WORK TO DO >> List every line in the listing below that contains the word "outline".

DATA SUPPLIED >>
◇ ◇ ◇
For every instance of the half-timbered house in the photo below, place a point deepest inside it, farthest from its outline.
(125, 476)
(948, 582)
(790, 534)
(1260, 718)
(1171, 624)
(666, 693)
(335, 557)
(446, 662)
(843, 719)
◇ ◇ ◇
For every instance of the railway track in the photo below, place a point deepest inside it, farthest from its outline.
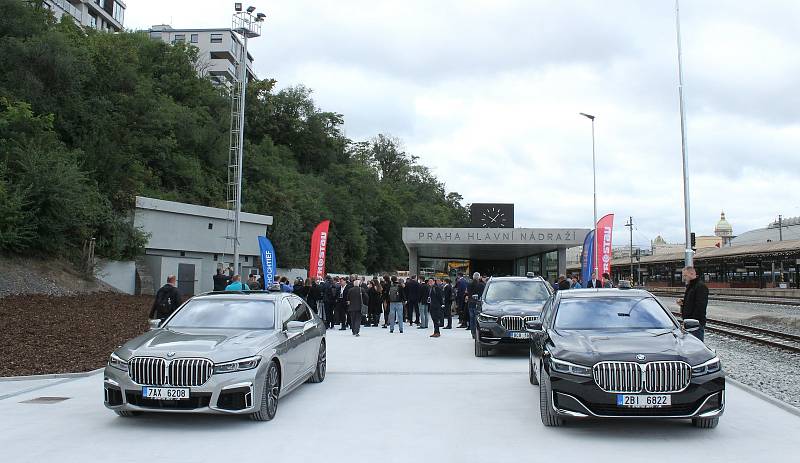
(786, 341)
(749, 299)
◇ ◇ ◇
FULL OUTPUT >>
For every instance of the half-timbered house in the photo below, place a point deepest inside it, farthest from its outline.
For every instance of the railway track in the photo below, place a point deepest inside it, farthest from its outline.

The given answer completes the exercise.